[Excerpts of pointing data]
********

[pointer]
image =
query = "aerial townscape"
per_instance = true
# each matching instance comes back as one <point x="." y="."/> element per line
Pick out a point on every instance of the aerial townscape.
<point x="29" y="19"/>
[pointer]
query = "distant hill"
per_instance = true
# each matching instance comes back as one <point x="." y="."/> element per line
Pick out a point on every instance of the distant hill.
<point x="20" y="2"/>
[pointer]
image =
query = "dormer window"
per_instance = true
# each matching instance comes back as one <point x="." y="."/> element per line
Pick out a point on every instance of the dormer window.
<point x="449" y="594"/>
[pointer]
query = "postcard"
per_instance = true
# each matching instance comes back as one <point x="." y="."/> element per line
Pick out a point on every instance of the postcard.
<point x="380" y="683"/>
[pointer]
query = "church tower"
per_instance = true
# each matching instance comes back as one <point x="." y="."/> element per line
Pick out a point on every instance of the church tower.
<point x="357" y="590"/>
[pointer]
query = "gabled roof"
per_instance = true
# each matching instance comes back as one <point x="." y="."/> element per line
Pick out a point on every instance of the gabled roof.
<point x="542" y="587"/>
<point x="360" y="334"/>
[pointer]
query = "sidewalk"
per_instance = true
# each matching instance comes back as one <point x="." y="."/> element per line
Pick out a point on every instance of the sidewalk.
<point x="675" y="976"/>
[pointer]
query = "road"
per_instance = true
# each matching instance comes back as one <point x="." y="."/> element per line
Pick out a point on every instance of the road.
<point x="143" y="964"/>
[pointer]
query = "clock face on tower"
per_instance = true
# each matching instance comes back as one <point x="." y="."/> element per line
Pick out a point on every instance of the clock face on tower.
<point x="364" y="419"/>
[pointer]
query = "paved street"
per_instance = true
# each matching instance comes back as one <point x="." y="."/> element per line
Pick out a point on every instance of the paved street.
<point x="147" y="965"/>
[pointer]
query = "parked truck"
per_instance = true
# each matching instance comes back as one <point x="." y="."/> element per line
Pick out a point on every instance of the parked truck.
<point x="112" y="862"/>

********

### [TASK]
Reproduce the material verbatim, line by line.

### [TASK ANSWER]
[pointer]
image =
query = "aerial townscape"
per_instance = true
# each matching instance comes back as one <point x="." y="."/> element per line
Pick out a point on every instance of the aerial townscape.
<point x="29" y="19"/>
[pointer]
query = "distant hill"
per_instance = true
# each matching instance comes back as one <point x="." y="."/> element per line
Pick out a point on every instance of the distant hill.
<point x="20" y="2"/>
[pointer]
image =
query = "dormer window"
per_instance = true
# each matching instance comes back as one <point x="." y="."/> element per line
Pick out a point on every instance of the dormer window.
<point x="449" y="594"/>
[pointer]
query = "postcard"
per_instance = true
# each matching instance comes back as one <point x="." y="."/> element per line
Pick out a point on every instance of the postcard.
<point x="380" y="683"/>
[pointer]
query = "church tower"
per_instance = true
# each matching instance comes back as one <point x="." y="."/> element per line
Pick out a point on every instance of the church tower.
<point x="357" y="590"/>
[pointer]
query = "gabled roof"
per_instance = true
# each matching instance comes back as one <point x="." y="."/> element per line
Pick out a point on every instance of the gabled roof.
<point x="542" y="587"/>
<point x="360" y="334"/>
[pointer]
query = "sidewalk"
per_instance = true
# each matching instance comes back as one <point x="." y="."/> element per line
Pick out a point on every instance of the sidewalk.
<point x="675" y="976"/>
[pointer]
query = "road"
per_instance = true
# each matching instance comes back as one <point x="." y="."/> element per line
Pick out a point on every instance of the road.
<point x="143" y="964"/>
[pointer]
query = "clock face on tower"
per_instance = true
# each matching instance comes back as one <point x="." y="."/> element per line
Pick out a point on every instance of the clock face on tower.
<point x="364" y="419"/>
[pointer]
query = "paved street"
per_instance = true
# each matching instance comes back as one <point x="." y="."/> element per line
Pick out a point on every instance of the paved street.
<point x="147" y="965"/>
[pointer]
query = "parked truck"
per_instance = true
# each matching instance comes back as one <point x="." y="."/> element per line
Pick out a point on every instance of the parked truck.
<point x="112" y="862"/>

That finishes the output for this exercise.